Selected passage
Optimize database queries where possible.

Strategies:

  1. Use indexed columns for partition keys
  2. Create indexes on frequently queried metadata tables
  3. Use appropriate query timeouts

Example (PostgreSQL):

-- Index metadata tables for faster queries
CREATE INDEX idx_runs_profiled_at ON baselinr_runs(profiled_at DESC);
CREATE INDEX idx_results_run_id ON baselinr_results(run_id);
CREATE INDEX idx_results_dataset ON baselinr_results(dataset_name);

Read Replicas

Use read replicas for profiling to reduce load on primary database.

Configuration:

# Profile from read replica
source:
type: postgres
host: read-replica.example.com # Use replica

# Store results in primary
storage:
connection:
type: postgres
host: primary.example.com # Use primary

Performance Impact:

  • Reduces load on primary database
  • Better performance isolation

Memory Optimization

Reduce Memory Footprint

Optimize memory usage for large tables.

Strategies:

  1. Use sampling to reduce data scanned
  2. Process tables sequentially instead of parallel (if memory-constrained)
  3. Reduce metrics computed
  4. Limit distinct values

Configuration:

# Memory-optimized configuration
execution:
max_workers: 1 # Sequential processing
profiling:
max_distinct_values: 100 # Reduce memory usage
compute_histograms: false # Skip expensive metrics

Streaming Results

Use streaming for very large result sets.

Best Practices:

  • Results are streamed to storage automatically
  • Don't load all results into memory at once
  • Use query limits when querying results

Network Optimization

Reduce Network Latency

Optimize for network performance.

Strategies:

  1. Co-locate Baselinr with database (same region/VPC)
  2. Use connection pooling
  3. Minimize round trips
  4. Compress large payloads (if database supports)

Performance Impact:

  • Lower latency improves overall performance
  • Especially important for cloud databases

Batch Operations

Use batch operations where possible.

Best Practices:

  • Baselinr batches writes automatically
  • Configure batch_size appropriately
  • Monitor batch performance

Monitoring and Metrics

Enable Prometheus Metrics

Monitor performance metrics.

Configuration:

monitoring:
enable_metrics: true
port: 9753
keep_alive: true

Key Metrics to Monitor:

  • Profiling duration per table
  • Database query time
  • Memory usage
  • Parallel worker utilization
  • Error rates

Performance Baselines

Establish performance baselines.

Process:

  1. Profile representative tables
  2. Measure key metrics:
    • Total profiling time
    • Time per table
    • Database query time
    • Memory usage
  3. Document baselines
  4. Monitor for regressions

Example:

Baseline Performance (100 tables):
- Total time: 45 minutes
- Average time per table: 27 seconds
- Database query time: 20 seconds/table
- Memory usage: 2GB peak

Performance Regression Detection

Set up alerts for performance regressions.

Strategies:

  • Alert if profiling time exceeds baseline by 50%
  • Alert if memory usage exceeds thresholds
  • Alert on error rate increases
  • Monitor database load during profiling

Information shown
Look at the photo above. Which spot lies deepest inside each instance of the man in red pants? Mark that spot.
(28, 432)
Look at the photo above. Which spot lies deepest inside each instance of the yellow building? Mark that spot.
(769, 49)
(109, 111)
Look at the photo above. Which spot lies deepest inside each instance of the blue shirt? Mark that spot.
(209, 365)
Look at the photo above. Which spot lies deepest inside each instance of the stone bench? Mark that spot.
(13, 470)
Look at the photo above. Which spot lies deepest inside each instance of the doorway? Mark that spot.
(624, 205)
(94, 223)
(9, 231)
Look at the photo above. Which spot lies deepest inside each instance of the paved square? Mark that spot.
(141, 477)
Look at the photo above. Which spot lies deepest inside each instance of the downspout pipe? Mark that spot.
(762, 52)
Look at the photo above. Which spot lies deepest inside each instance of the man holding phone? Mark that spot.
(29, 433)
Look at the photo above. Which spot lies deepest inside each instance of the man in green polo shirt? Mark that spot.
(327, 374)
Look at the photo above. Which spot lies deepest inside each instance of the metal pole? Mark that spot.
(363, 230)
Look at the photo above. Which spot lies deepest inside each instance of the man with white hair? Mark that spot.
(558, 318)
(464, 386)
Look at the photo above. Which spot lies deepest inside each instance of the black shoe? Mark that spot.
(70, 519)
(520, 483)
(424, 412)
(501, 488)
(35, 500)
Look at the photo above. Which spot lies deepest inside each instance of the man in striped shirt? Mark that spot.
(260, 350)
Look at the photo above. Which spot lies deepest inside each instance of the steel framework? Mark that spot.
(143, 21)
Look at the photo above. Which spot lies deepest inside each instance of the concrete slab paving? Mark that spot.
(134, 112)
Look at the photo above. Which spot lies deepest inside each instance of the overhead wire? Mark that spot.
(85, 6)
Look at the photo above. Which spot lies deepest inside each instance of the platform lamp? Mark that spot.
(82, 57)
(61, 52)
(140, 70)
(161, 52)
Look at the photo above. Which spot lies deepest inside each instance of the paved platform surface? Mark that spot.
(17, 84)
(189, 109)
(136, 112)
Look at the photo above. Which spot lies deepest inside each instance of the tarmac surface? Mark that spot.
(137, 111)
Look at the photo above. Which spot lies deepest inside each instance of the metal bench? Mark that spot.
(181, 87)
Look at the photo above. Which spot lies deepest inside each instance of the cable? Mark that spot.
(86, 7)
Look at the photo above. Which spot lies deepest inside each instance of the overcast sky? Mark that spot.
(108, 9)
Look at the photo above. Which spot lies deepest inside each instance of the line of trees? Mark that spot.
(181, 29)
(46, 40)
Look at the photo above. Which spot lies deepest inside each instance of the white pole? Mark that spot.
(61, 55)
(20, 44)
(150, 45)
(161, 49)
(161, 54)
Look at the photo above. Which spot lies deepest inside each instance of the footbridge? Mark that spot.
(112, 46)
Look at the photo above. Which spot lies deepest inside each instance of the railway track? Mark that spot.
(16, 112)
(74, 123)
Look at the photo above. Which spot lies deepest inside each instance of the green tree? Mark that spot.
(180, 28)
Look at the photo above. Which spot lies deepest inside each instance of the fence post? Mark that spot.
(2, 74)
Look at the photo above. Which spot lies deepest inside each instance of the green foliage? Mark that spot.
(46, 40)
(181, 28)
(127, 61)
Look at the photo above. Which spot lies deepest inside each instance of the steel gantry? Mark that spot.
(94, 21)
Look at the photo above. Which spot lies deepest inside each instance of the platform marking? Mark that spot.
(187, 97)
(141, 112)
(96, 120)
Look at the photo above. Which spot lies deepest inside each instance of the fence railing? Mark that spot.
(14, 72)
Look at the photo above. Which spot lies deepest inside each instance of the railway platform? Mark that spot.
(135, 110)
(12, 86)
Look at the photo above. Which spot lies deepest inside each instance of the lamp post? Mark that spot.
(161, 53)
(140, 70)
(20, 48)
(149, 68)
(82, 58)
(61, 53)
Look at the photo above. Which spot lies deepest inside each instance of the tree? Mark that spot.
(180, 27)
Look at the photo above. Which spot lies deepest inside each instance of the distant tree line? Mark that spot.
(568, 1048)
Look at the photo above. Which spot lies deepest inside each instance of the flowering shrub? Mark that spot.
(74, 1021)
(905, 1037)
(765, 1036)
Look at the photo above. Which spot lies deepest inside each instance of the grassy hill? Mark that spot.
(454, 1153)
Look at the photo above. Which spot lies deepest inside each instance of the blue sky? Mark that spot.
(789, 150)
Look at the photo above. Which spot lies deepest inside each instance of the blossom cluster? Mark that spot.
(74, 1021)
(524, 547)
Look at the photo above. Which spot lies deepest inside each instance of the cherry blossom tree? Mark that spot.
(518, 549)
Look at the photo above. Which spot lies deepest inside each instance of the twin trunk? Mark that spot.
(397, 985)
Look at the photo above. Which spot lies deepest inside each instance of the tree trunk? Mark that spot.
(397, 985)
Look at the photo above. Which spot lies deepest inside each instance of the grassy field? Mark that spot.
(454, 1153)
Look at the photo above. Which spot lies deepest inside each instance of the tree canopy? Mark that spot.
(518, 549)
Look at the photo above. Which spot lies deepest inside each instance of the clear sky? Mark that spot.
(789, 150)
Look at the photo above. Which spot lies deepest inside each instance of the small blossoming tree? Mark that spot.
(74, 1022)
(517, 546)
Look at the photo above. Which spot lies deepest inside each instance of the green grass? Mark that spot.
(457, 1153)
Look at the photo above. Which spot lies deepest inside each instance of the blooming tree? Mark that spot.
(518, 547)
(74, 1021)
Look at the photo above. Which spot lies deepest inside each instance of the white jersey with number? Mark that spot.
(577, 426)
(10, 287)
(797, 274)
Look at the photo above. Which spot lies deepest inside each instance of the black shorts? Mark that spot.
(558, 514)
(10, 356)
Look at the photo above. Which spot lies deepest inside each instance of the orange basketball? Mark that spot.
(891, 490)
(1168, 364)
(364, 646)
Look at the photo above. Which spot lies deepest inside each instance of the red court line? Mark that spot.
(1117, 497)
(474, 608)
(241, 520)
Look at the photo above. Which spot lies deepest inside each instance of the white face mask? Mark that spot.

Directions for this task
In the performance guide, why does the configuration point the source at a read replica while keeping storage on the primary database? The rows are separate material, unrelated to the performance guide.

Response to the exercise
Profiling runs against the read replica to reduce load on the primary database. The guide says this lowers load on the primary and gives better performance isolation, while the results are still stored in the primary.